- Exercise requirements:
Copy the records from the line containing "Shelf compliance check — does the diced" through the end of the records, both included, with the requests unchanged. Raise every bounding-box coordinate in the answers by 144.

- Information given:
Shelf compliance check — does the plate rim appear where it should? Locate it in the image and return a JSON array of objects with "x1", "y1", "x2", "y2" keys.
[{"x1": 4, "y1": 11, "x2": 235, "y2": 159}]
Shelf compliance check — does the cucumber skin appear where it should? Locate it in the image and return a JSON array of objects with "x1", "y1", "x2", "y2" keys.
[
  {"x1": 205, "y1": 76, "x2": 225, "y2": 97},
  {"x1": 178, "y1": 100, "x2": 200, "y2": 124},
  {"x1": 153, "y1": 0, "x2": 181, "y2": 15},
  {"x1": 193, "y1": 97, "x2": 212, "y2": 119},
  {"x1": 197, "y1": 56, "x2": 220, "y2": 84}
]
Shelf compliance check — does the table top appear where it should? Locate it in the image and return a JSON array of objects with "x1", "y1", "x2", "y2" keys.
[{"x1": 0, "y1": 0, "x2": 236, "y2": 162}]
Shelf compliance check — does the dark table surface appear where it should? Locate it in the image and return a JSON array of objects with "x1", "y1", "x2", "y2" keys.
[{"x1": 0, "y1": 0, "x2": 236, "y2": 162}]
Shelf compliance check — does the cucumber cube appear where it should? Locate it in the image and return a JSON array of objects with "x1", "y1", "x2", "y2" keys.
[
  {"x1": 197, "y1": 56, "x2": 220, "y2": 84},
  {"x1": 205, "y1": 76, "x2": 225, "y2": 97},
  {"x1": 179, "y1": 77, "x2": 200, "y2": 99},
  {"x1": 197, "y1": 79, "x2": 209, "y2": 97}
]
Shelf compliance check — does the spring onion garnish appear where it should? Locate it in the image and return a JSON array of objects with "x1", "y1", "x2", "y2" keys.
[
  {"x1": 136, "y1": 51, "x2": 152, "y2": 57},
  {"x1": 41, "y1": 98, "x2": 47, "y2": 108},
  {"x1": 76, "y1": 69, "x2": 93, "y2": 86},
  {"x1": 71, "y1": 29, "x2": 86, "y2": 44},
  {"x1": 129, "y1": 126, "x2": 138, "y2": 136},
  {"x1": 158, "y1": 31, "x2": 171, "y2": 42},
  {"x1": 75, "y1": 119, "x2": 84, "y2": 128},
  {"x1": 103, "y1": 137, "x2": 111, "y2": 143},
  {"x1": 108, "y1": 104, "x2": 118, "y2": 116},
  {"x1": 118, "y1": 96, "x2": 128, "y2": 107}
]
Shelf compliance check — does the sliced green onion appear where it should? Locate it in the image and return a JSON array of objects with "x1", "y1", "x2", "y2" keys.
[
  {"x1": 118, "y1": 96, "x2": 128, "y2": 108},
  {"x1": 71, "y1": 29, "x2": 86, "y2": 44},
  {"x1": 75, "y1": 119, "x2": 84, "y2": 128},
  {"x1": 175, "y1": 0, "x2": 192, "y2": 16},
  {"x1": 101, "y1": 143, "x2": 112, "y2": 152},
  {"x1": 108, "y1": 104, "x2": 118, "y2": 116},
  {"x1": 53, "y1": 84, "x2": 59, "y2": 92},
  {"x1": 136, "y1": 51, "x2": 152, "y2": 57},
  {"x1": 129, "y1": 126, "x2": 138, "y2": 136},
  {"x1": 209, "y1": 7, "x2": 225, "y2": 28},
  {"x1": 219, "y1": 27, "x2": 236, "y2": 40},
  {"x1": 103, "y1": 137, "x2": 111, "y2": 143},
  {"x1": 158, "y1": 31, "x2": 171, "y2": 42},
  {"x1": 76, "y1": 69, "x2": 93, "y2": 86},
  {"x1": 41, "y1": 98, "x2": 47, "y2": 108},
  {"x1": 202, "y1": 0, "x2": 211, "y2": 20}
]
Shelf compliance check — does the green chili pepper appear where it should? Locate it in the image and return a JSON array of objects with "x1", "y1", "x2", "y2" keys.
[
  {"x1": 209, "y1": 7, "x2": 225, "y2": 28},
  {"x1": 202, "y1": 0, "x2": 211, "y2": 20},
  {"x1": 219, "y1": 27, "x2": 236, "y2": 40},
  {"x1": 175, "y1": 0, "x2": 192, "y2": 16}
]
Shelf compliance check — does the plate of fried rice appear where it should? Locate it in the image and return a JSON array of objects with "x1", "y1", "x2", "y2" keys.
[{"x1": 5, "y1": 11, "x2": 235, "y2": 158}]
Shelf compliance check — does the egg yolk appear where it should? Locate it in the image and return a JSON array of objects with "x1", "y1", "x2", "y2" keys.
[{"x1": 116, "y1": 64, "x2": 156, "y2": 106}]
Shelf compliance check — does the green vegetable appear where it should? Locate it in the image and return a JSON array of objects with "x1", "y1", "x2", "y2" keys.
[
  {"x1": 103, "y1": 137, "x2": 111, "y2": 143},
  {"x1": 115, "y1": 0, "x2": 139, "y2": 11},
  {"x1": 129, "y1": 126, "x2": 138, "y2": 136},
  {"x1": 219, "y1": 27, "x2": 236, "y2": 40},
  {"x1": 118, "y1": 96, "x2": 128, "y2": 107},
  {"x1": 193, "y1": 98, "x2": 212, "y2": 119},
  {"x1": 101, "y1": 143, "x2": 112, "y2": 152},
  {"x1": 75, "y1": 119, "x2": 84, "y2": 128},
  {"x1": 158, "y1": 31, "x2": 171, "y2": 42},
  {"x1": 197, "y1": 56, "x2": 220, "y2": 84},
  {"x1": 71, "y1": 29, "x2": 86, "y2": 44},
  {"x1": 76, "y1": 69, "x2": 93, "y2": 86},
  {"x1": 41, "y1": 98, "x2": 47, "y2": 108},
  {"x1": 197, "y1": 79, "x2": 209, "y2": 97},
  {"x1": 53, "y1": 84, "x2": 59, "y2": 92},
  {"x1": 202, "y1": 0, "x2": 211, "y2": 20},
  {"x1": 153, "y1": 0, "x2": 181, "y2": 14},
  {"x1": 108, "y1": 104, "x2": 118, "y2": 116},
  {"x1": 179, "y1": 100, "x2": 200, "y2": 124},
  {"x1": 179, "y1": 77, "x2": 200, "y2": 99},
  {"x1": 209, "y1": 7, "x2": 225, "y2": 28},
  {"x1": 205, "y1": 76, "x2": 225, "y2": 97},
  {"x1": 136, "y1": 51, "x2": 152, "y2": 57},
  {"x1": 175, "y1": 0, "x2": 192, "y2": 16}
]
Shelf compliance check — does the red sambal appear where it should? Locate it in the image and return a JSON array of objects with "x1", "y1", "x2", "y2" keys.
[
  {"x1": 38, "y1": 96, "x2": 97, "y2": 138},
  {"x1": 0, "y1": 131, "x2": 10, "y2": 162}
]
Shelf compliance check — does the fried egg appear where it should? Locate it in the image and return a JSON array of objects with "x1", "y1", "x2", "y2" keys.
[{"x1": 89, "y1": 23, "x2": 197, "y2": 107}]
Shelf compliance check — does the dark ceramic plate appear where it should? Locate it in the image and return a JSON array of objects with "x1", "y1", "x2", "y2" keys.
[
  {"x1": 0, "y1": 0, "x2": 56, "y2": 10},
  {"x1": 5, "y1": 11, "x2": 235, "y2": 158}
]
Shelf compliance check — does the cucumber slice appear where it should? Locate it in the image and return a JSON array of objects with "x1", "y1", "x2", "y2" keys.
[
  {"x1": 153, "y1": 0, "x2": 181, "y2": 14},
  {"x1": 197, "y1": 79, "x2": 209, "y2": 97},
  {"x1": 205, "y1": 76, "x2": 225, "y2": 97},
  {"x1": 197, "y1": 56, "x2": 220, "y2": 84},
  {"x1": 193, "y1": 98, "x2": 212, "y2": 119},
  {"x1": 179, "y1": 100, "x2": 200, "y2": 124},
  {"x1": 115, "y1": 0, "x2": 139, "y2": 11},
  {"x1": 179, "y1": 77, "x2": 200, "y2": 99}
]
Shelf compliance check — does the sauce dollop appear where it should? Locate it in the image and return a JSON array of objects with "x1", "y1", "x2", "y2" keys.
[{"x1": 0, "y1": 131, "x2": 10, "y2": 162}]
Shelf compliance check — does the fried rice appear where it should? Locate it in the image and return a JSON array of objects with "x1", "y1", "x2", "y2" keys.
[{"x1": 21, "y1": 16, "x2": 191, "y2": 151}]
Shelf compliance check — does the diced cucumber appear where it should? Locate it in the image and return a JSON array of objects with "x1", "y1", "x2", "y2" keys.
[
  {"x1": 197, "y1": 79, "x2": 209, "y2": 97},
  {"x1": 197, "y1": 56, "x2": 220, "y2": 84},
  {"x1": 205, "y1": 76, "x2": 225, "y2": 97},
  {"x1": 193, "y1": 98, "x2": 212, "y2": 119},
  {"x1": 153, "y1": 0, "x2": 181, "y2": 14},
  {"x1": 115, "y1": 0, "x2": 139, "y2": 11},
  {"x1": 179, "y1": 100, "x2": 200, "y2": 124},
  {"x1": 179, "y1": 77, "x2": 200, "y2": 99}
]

- Solution for this problem:
Shelf compliance check — does the diced cucumber appear where it should? Locate it in the image and return a JSON array of objects with "x1", "y1", "x2", "y2" keys.
[
  {"x1": 341, "y1": 223, "x2": 353, "y2": 241},
  {"x1": 341, "y1": 200, "x2": 364, "y2": 228},
  {"x1": 349, "y1": 220, "x2": 369, "y2": 241},
  {"x1": 337, "y1": 242, "x2": 356, "y2": 263},
  {"x1": 297, "y1": 144, "x2": 325, "y2": 158},
  {"x1": 259, "y1": 144, "x2": 283, "y2": 155},
  {"x1": 323, "y1": 244, "x2": 344, "y2": 268},
  {"x1": 323, "y1": 221, "x2": 344, "y2": 243}
]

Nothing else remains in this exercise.